About this task:
As soon as the line containing "# record x then" appears, start repeating lines exactly and continue to the end of the entries; please skip pictures.

Records for this exercise:
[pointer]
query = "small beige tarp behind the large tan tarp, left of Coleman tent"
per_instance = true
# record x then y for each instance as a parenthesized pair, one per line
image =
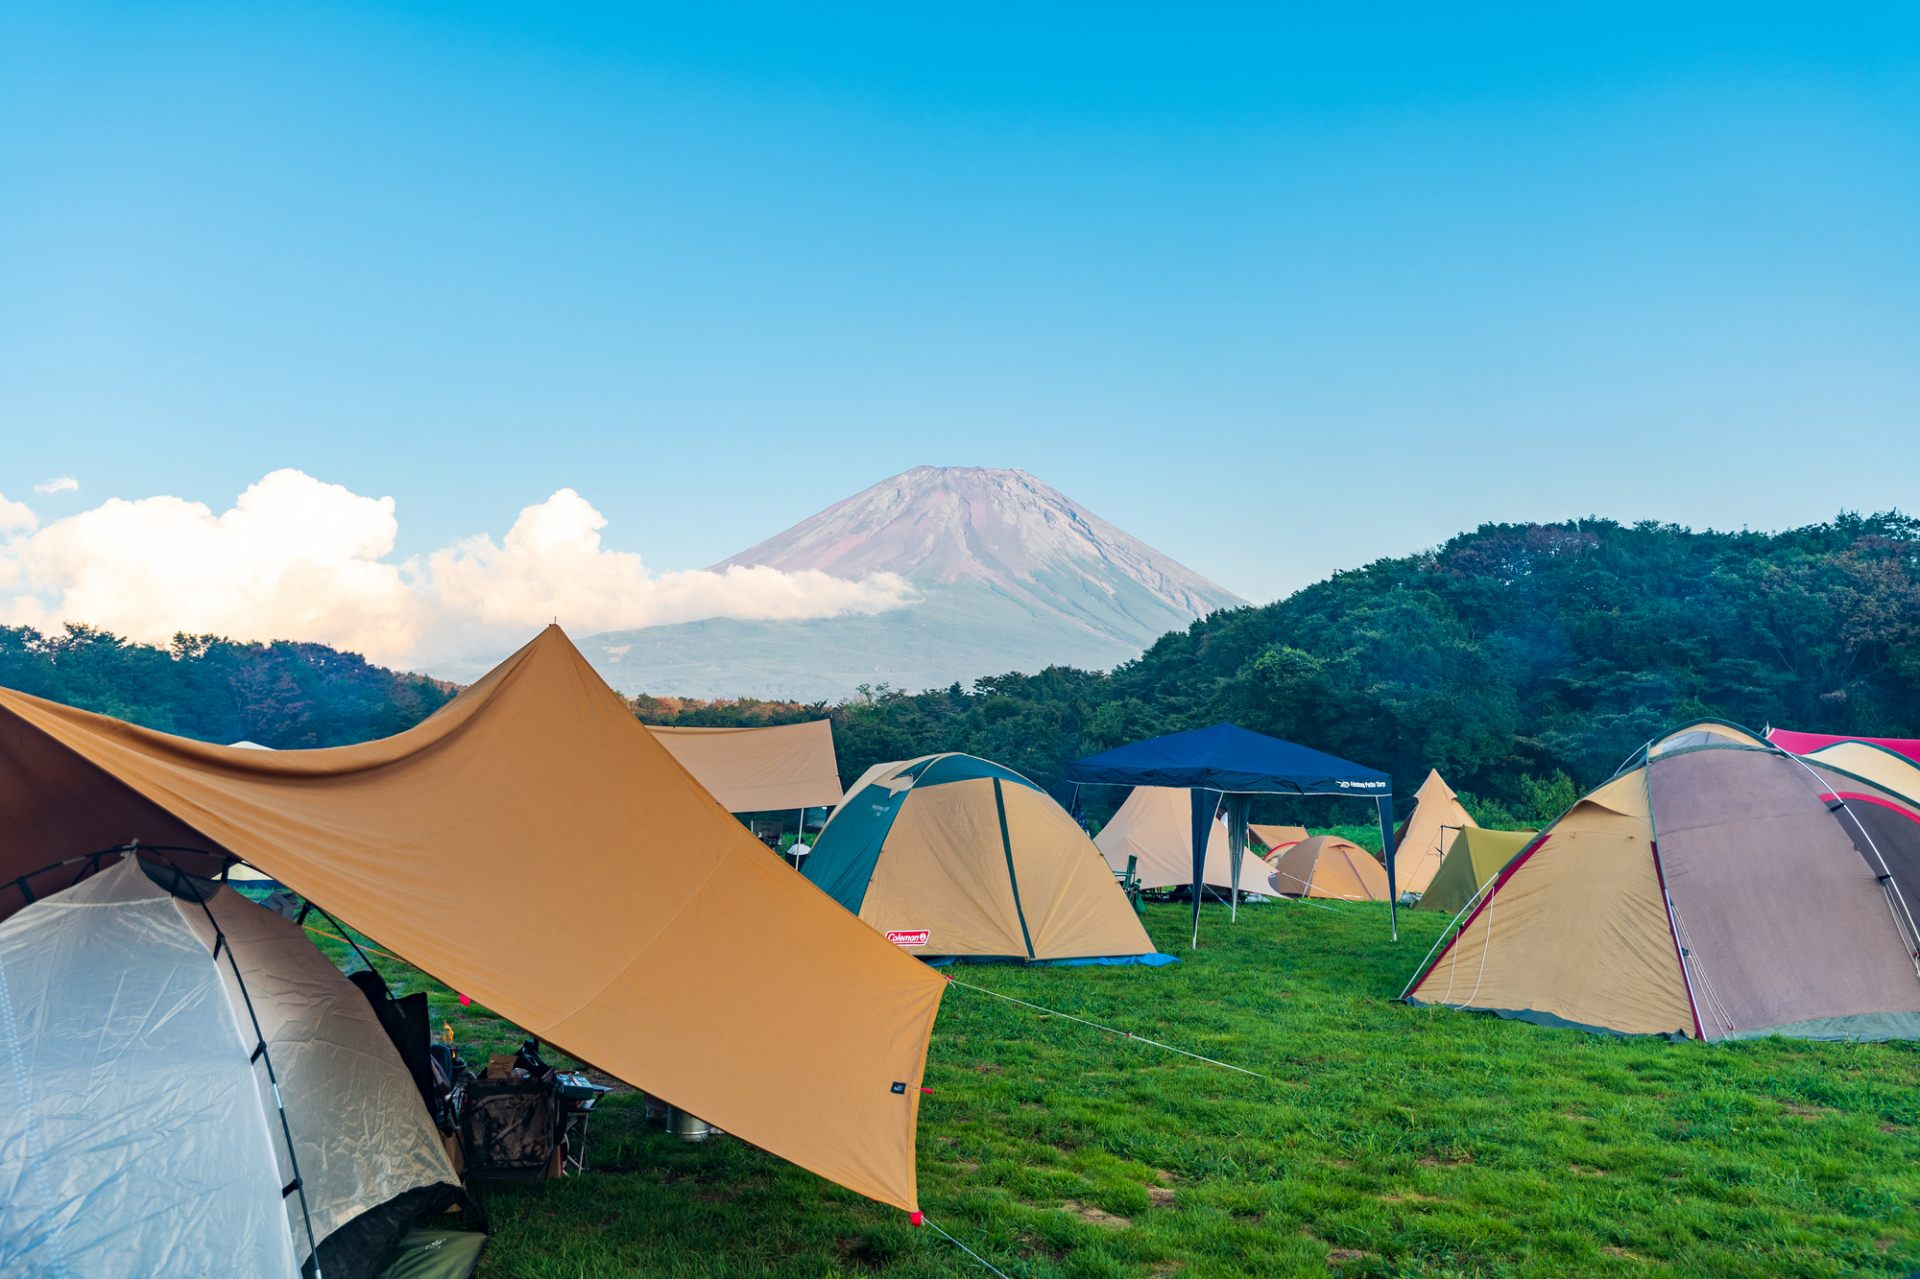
(759, 769)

Response box:
# record x then y for each instance as a parenthesized pair, one per line
image =
(759, 769)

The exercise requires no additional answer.